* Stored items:
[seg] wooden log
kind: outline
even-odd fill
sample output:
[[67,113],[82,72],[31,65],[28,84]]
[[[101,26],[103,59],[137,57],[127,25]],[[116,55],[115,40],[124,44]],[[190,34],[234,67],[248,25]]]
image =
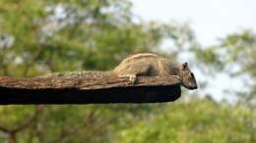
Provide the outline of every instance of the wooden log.
[[180,97],[180,80],[173,76],[128,78],[94,74],[17,78],[0,76],[0,105],[156,103]]

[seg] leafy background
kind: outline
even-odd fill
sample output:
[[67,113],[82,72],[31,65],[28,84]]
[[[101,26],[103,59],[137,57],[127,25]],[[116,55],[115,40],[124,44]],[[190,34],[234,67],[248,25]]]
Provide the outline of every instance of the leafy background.
[[[183,53],[202,73],[241,80],[234,103],[200,91],[174,103],[0,106],[0,142],[256,142],[256,34],[233,32],[203,47],[187,23],[134,21],[128,0],[0,0],[0,75],[111,70],[131,53]],[[161,48],[170,41],[172,50]],[[237,67],[235,71],[231,67]]]

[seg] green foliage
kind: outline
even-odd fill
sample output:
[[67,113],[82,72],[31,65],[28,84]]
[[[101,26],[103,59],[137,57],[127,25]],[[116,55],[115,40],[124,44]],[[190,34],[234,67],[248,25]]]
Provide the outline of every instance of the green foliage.
[[[110,70],[128,54],[160,52],[169,40],[176,51],[162,53],[174,60],[190,50],[203,69],[238,63],[237,74],[255,76],[255,33],[230,34],[201,49],[188,24],[135,23],[131,6],[127,0],[0,0],[0,75]],[[252,111],[208,100],[38,108],[0,106],[0,142],[12,139],[5,129],[28,120],[15,133],[17,142],[255,142]]]
[[160,113],[119,132],[122,143],[255,142],[247,118],[256,117],[244,106],[220,105],[209,100],[169,104]]

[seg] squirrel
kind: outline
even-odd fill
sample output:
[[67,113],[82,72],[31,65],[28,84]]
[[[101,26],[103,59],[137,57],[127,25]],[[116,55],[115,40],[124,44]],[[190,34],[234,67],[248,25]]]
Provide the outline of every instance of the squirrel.
[[[102,74],[103,73],[103,74]],[[140,53],[128,56],[112,71],[107,72],[54,72],[43,75],[49,76],[95,76],[114,75],[118,77],[129,77],[132,84],[136,83],[137,76],[170,75],[178,77],[181,85],[187,89],[196,89],[197,82],[194,73],[190,71],[188,64],[174,64],[168,59],[153,53]]]
[[129,77],[135,83],[137,76],[170,75],[180,79],[187,89],[196,89],[197,82],[188,64],[174,64],[168,59],[153,53],[140,53],[128,56],[112,71],[119,77]]

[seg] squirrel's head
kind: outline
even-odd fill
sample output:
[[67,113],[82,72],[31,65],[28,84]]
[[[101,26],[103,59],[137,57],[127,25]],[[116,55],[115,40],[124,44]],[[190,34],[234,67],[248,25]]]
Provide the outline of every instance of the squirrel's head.
[[184,87],[188,89],[196,89],[197,88],[197,81],[195,78],[194,73],[190,71],[188,64],[183,63],[180,66],[180,77],[181,77],[181,83]]

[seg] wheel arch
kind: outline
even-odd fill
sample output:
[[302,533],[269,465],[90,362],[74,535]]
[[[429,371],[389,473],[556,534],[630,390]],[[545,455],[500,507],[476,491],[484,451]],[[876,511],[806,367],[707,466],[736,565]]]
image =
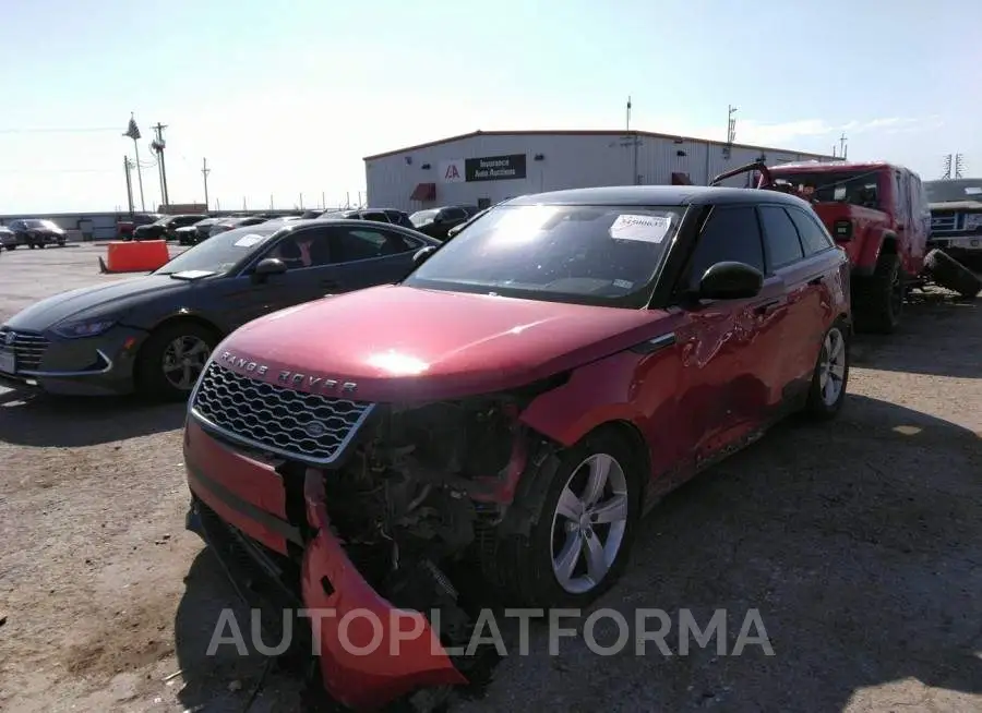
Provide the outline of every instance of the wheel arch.
[[208,329],[209,331],[212,331],[215,335],[215,346],[216,347],[218,346],[218,342],[220,342],[228,334],[227,330],[219,327],[213,321],[208,319],[207,317],[202,316],[201,314],[194,313],[194,312],[178,312],[177,314],[171,314],[171,315],[164,317],[163,319],[159,319],[153,327],[147,329],[147,338],[143,340],[143,342],[140,345],[140,348],[136,350],[136,353],[133,354],[133,376],[134,376],[135,380],[139,382],[139,379],[140,379],[139,372],[141,368],[141,363],[143,361],[141,359],[141,356],[143,355],[143,350],[146,348],[146,343],[147,343],[149,336],[160,331],[161,329],[166,329],[167,327],[170,327],[171,325],[181,324],[181,323],[195,324],[200,327],[204,327],[205,329]]

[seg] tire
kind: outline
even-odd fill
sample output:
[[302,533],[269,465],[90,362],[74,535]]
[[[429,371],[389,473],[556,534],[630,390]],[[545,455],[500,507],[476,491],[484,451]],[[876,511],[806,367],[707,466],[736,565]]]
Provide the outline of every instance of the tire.
[[[192,347],[193,364],[195,370],[177,368],[176,354],[171,346],[178,340],[183,340],[185,351]],[[197,382],[201,370],[207,362],[207,358],[218,343],[218,335],[214,329],[190,321],[172,322],[159,327],[143,343],[136,358],[134,382],[136,392],[144,398],[154,401],[187,401],[191,390]],[[195,342],[204,345],[206,351],[199,351]],[[167,366],[175,366],[173,370]],[[168,378],[168,373],[170,378]],[[190,382],[188,380],[188,377]],[[184,384],[178,384],[183,377]]]
[[924,257],[924,267],[931,278],[943,288],[958,292],[967,300],[982,292],[982,280],[942,250],[932,250]]
[[873,275],[855,281],[852,303],[857,330],[883,335],[896,331],[903,313],[903,295],[900,256],[881,253]]
[[[620,495],[624,519],[622,523],[606,525],[594,530],[589,527],[562,525],[563,517],[559,513],[560,496],[567,483],[573,483],[573,491],[582,493],[583,483],[588,479],[588,469],[594,463],[607,461],[619,467],[611,470],[604,485],[604,494],[600,504],[609,503],[613,496]],[[554,469],[550,469],[551,464]],[[642,488],[644,474],[638,467],[639,459],[630,444],[614,428],[600,428],[584,437],[578,444],[561,454],[547,459],[538,469],[527,471],[523,479],[548,478],[543,482],[544,497],[538,506],[531,503],[531,493],[519,485],[519,495],[513,507],[526,509],[532,513],[529,534],[508,534],[494,540],[490,556],[490,579],[496,584],[501,599],[515,606],[538,607],[584,607],[608,591],[621,577],[627,564],[631,546],[634,541],[637,522],[640,519]],[[550,474],[551,473],[551,474]],[[535,481],[532,481],[535,482]],[[539,491],[541,492],[541,491]],[[523,503],[523,499],[525,500]],[[586,520],[583,520],[586,525]],[[618,527],[620,525],[620,527]],[[573,530],[573,528],[576,528]],[[611,537],[611,535],[614,535]],[[620,535],[620,537],[618,537]],[[493,533],[492,533],[493,536]],[[619,541],[619,542],[618,542]],[[574,561],[574,573],[585,569],[585,547],[588,542],[602,544],[610,549],[606,573],[599,582],[585,579],[563,584],[554,567],[554,555],[563,551],[564,544],[578,543],[579,554]],[[610,555],[613,555],[611,558]],[[486,572],[489,568],[486,567]]]
[[[850,330],[843,319],[837,319],[825,337],[815,361],[812,386],[804,414],[815,421],[828,421],[838,415],[849,387]],[[831,359],[829,354],[831,353]],[[830,363],[831,362],[831,363]],[[834,392],[831,389],[836,389]]]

* Exercise details:
Quote every one of the stored items above word for word, leaving out the pictures.

* Solution to this problem:
[seg] wooden log
kind: outline
even-odd fill
sample output:
[[67,113],[82,72],[31,65],[28,84]]
[[[101,26],[103,59],[137,57],[127,25]],[[116,55],[115,40],[124,44]],[[190,34],[234,67],[248,25]]]
image =
Provide the outline of every instance of the wooden log.
[[180,97],[180,80],[173,76],[128,78],[94,74],[17,78],[0,76],[0,105],[156,103]]

[seg] leafy background
kind: outline
even-odd fill
sample output:
[[67,113],[82,72],[31,65],[28,84]]
[[[101,26],[103,59],[137,57],[127,25]],[[116,55],[115,40],[124,44]],[[190,34],[234,67],[248,25]]]
Provide the outline of every instance of the leafy background.
[[[183,53],[202,73],[241,80],[234,103],[200,91],[174,103],[0,106],[0,142],[256,142],[256,34],[233,32],[203,47],[187,23],[134,21],[128,0],[0,0],[0,75],[111,70],[131,53]],[[161,48],[170,41],[172,50]],[[237,67],[235,71],[231,67]]]

[seg] green foliage
kind: outline
even-odd fill
sample output:
[[67,113],[82,72],[31,65],[28,84]]
[[[101,26],[103,59],[137,57],[127,25]],[[116,55],[115,40],[124,44]],[[190,34],[234,67],[248,25]]]
Provide the outline of every instance of the green foliage.
[[[110,70],[128,54],[160,52],[169,40],[176,51],[162,53],[174,60],[190,50],[203,69],[238,63],[237,74],[255,76],[255,33],[230,34],[201,49],[188,24],[135,23],[131,6],[127,0],[0,0],[0,75]],[[252,111],[208,100],[38,108],[0,106],[0,142],[12,139],[5,129],[28,120],[15,133],[17,142],[255,142]]]
[[160,113],[119,132],[122,143],[255,142],[247,118],[256,117],[244,106],[220,105],[209,100],[169,104]]

[seg] squirrel
kind: outline
even-odd fill
sample output:
[[67,113],[82,72],[31,65],[28,84]]
[[[101,26],[103,59],[137,57],[127,25]],[[116,55],[115,40],[124,44]],[[190,34],[234,67],[248,25]]]
Provide the outline of every instance of the squirrel.
[[[102,74],[103,73],[103,74]],[[140,53],[128,56],[112,71],[107,72],[54,72],[43,75],[49,76],[95,76],[114,75],[118,77],[129,77],[132,84],[136,83],[137,76],[170,75],[178,77],[181,85],[187,89],[196,89],[197,82],[194,73],[190,71],[188,64],[174,64],[168,59],[153,53]]]
[[129,77],[135,83],[137,76],[170,75],[180,79],[187,89],[196,89],[197,82],[188,64],[174,64],[168,59],[153,53],[140,53],[128,56],[112,71],[119,77]]

[seg] squirrel's head
kind: outline
even-odd fill
sample output:
[[67,113],[82,72],[31,65],[28,84]]
[[[101,26],[103,59],[137,57],[127,25]],[[116,55],[115,40],[124,44]],[[190,34],[234,67],[248,25]]]
Provide the outline of every instance of the squirrel's head.
[[184,87],[188,89],[196,89],[197,88],[197,81],[195,78],[194,73],[190,71],[188,64],[183,63],[180,66],[180,77],[181,77],[181,83]]

[seg] wheel arch
kind: outline
even-odd fill
sample output:
[[302,533],[269,465],[90,362],[74,535]]
[[[429,371],[389,473],[556,534],[630,390]],[[545,455],[500,507],[476,491],[484,451]],[[876,511],[806,367],[707,466],[736,565]]]
image =
Provide the outline of every instance of the wheel arch.
[[208,329],[209,331],[212,331],[215,335],[215,346],[216,347],[218,346],[218,342],[220,342],[228,334],[227,330],[219,327],[213,321],[208,319],[207,317],[202,316],[201,314],[194,313],[194,312],[178,312],[177,314],[171,314],[171,315],[164,317],[163,319],[159,319],[153,327],[147,329],[147,338],[143,340],[143,342],[140,345],[140,348],[136,350],[136,353],[133,354],[133,376],[134,376],[135,380],[139,382],[139,379],[140,379],[139,372],[141,368],[141,363],[143,361],[141,359],[141,356],[143,355],[143,350],[146,348],[146,343],[147,343],[149,336],[160,331],[161,329],[166,329],[167,327],[170,327],[171,325],[181,324],[181,323],[195,324],[200,327],[204,327],[205,329]]

[seg] tire
kind: outline
even-odd fill
sample output:
[[302,533],[269,465],[90,362],[74,535]]
[[[429,371],[389,473],[556,534],[630,390]],[[545,455],[500,507],[476,491],[484,451]],[[876,511],[806,367],[707,466],[736,565]]]
Provide the outline of every instance of the tire.
[[[192,347],[193,364],[195,370],[177,368],[176,354],[171,346],[178,340],[183,340],[185,351]],[[197,382],[201,370],[207,362],[207,358],[218,343],[218,335],[214,329],[190,321],[172,322],[159,327],[143,343],[136,358],[134,382],[136,392],[144,398],[154,401],[187,401],[191,390]],[[195,342],[204,345],[206,351],[199,351]],[[167,366],[175,366],[173,370]],[[168,378],[168,373],[170,378]],[[190,382],[188,380],[188,377]],[[184,384],[178,384],[183,377]]]
[[924,257],[924,267],[931,278],[943,288],[958,292],[967,300],[982,292],[982,280],[942,250],[932,250]]
[[873,275],[855,281],[852,303],[857,330],[883,335],[896,331],[903,313],[903,295],[900,256],[881,253]]
[[[620,495],[624,519],[622,523],[606,525],[594,530],[589,527],[562,525],[563,517],[559,513],[560,496],[567,483],[573,483],[573,491],[582,493],[583,483],[588,479],[588,469],[594,463],[607,461],[619,467],[611,470],[604,485],[604,494],[600,504],[609,503],[613,496]],[[554,469],[550,469],[551,464]],[[642,488],[644,474],[638,467],[639,459],[630,444],[614,428],[600,428],[584,437],[578,444],[561,454],[547,459],[538,469],[527,471],[523,479],[548,478],[543,482],[544,497],[538,506],[531,503],[531,493],[519,485],[519,495],[513,507],[526,509],[532,513],[529,534],[508,534],[494,540],[490,556],[490,579],[496,584],[501,599],[515,606],[538,607],[584,607],[608,591],[621,577],[627,564],[631,546],[634,541],[637,522],[640,519]],[[550,474],[551,473],[551,474]],[[535,481],[532,481],[535,482]],[[539,491],[541,492],[541,491]],[[523,503],[523,499],[525,500]],[[586,520],[583,520],[586,525]],[[618,527],[620,525],[620,527]],[[573,530],[573,528],[576,528]],[[611,537],[611,535],[614,535]],[[620,535],[620,537],[618,537]],[[493,533],[492,533],[493,536]],[[619,541],[619,542],[618,542]],[[574,561],[574,573],[585,569],[585,547],[588,542],[602,544],[610,549],[606,573],[599,582],[585,579],[563,584],[554,567],[554,555],[563,551],[564,544],[578,543],[579,554]],[[610,555],[613,555],[611,558]],[[486,572],[489,568],[486,567]]]
[[[850,330],[843,319],[837,319],[825,337],[815,361],[812,386],[804,414],[815,421],[828,421],[838,415],[849,387]],[[831,359],[829,354],[831,353]],[[830,363],[831,362],[831,363]],[[834,392],[831,389],[836,389]]]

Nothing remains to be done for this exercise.